+++ Provided records
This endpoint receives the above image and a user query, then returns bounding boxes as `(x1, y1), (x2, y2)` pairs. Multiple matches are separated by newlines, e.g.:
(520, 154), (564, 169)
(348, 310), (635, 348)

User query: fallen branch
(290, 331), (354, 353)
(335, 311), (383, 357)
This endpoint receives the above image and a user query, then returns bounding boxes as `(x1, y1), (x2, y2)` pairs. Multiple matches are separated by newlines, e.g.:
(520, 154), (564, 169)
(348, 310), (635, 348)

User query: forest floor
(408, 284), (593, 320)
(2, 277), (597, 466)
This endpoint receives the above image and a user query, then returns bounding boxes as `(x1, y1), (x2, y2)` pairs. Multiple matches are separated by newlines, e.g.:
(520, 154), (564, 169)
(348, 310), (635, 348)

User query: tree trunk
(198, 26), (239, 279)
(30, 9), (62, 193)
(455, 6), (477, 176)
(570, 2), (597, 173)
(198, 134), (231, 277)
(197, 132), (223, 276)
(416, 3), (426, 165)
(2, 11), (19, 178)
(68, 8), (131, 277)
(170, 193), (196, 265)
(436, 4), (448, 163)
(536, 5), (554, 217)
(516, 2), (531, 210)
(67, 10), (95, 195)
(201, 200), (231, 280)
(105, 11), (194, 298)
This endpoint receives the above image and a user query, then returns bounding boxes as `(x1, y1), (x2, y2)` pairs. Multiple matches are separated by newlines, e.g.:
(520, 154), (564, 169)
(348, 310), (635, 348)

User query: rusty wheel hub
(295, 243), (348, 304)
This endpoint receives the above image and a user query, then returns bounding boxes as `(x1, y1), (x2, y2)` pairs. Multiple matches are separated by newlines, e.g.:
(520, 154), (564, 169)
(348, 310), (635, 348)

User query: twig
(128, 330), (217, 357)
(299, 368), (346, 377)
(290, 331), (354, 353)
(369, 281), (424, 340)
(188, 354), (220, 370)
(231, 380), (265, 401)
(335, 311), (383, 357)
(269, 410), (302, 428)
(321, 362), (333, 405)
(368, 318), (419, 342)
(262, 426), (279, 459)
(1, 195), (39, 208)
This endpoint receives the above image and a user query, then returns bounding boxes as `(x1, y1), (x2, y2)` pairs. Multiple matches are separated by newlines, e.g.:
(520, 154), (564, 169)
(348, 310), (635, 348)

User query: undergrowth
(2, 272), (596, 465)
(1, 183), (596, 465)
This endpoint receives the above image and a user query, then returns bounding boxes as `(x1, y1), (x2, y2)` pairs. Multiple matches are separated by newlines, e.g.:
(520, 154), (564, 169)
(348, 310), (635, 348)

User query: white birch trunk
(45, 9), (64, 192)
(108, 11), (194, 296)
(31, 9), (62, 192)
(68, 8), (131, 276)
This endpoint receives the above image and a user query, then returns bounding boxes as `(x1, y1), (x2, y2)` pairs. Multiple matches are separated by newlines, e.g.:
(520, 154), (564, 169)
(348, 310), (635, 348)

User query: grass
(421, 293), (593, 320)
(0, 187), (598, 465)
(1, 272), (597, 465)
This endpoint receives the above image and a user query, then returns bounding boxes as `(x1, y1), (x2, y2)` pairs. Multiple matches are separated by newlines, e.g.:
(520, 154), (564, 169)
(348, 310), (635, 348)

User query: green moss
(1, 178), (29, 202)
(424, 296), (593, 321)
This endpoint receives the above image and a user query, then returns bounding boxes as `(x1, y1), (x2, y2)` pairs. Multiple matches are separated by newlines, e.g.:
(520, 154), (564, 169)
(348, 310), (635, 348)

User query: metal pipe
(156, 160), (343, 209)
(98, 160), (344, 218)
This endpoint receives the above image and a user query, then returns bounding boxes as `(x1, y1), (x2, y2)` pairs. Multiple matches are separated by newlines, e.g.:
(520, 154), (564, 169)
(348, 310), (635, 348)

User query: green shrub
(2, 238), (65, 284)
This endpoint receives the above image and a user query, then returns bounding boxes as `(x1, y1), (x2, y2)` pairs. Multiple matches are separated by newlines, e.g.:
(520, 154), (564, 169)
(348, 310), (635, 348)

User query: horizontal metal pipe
++++++
What you need to do — The response has to give back every record verbatim.

Task output —
This endpoint receives the above image and a user query, then returns bounding boxes as `(x1, y1), (x2, y2)` pairs. Multiple matches are separated by newlines, e.g.:
(520, 154), (564, 169)
(348, 310), (635, 348)

User query: fallen branch
(290, 331), (354, 353)
(335, 311), (383, 357)
This endpoint receives the above image and a user query, then returns bounding boxes as `(x1, y1), (x2, y2)` pairs. Multiple matches are separated by newlines, e.g.:
(520, 154), (564, 169)
(348, 310), (635, 348)

User query: forest floor
(408, 284), (593, 320)
(2, 277), (597, 466)
This endpoint receives the above image and a user query, then returns bounding boxes as `(x1, y1), (x2, y2)` pairs. Multiple matches are separated by newlines, e.g.:
(520, 154), (564, 169)
(348, 310), (635, 348)

User query: tree trunk
(198, 26), (239, 279)
(30, 9), (62, 193)
(455, 6), (477, 176)
(570, 2), (597, 173)
(198, 134), (231, 277)
(197, 132), (223, 276)
(416, 3), (426, 165)
(2, 11), (19, 178)
(68, 8), (131, 277)
(170, 193), (196, 265)
(436, 4), (448, 163)
(536, 5), (554, 217)
(516, 2), (531, 210)
(67, 10), (95, 195)
(201, 200), (231, 280)
(105, 11), (194, 298)
This endpoint receives the above image and a user query, then returns bounding boxes as `(x1, y1), (x2, y2)` pairs. Multiple matches are separated by newlines, e.g.:
(520, 154), (564, 169)
(348, 310), (635, 348)

User query: rusty wheel hub
(295, 243), (348, 304)
This endpoint receives the above image and a user query, then returns bounding boxes as `(x1, y1), (x2, y2)` pairs. Multiple matches are separated by newlines, e.g.:
(520, 154), (564, 169)
(348, 310), (635, 348)

User query: twig
(128, 330), (217, 357)
(299, 368), (346, 377)
(290, 331), (354, 353)
(369, 281), (424, 340)
(188, 354), (220, 370)
(231, 380), (265, 401)
(335, 311), (383, 357)
(269, 410), (302, 428)
(321, 362), (333, 405)
(368, 318), (419, 342)
(262, 426), (279, 459)
(1, 195), (39, 208)
This endpoint receives the above image and a user query, then returns bounding boxes as `(x1, y1), (x2, y2)` pairs. Multiple matches are separated by newlines, e.g.:
(520, 154), (564, 169)
(348, 310), (635, 348)

User query: undergrowth
(2, 272), (596, 465)
(1, 183), (596, 465)
This endpoint receives the above image and a user query, then returns bounding boxes as `(x1, y1), (x2, y2)` pairs. Multiple matches are separated by newlines, e.g.:
(520, 154), (564, 169)
(348, 310), (635, 348)

User query: white birch trunk
(45, 9), (64, 192)
(108, 11), (194, 296)
(31, 9), (62, 192)
(68, 8), (131, 276)
This endpoint receives the above image and a user query, then returns bounding boxes as `(x1, y1), (x2, y2)` pairs. Multiple matches are separated by newlines, e.g.:
(520, 154), (564, 169)
(348, 310), (635, 348)

User query: grass
(421, 293), (593, 320)
(0, 187), (598, 465)
(1, 272), (597, 465)
This endpoint receives the above image and a user query, then returns bounding boxes as `(x1, y1), (x2, y2)` pairs. Multiple matches are separated by newlines, e.g.:
(520, 154), (564, 169)
(348, 310), (635, 348)

User query: green moss
(1, 178), (29, 202)
(424, 296), (593, 321)
This endpoint receives the above image and a user query, then returns bounding boxes as `(x1, y1), (x2, y2)` pairs. Multiple matches are separated by newlines, e.g.:
(520, 154), (564, 169)
(348, 310), (635, 348)

User query: metal pipe
(156, 160), (343, 209)
(98, 160), (344, 218)
This endpoint receives the above image and a user query, then returns bounding boxes as `(x1, y1), (x2, y2)` pairs. Multiple matches are separated by newlines, e.g.:
(520, 154), (564, 169)
(348, 310), (635, 348)

User query: green shrub
(2, 238), (65, 284)
This endpoint receives the above image and a user query, then returns bounding boxes as `(x1, y1), (x2, y2)` pairs. Multiple matches are separated by newlines, e.g.:
(520, 154), (564, 169)
(348, 310), (635, 348)

User query: horizontal metal pipe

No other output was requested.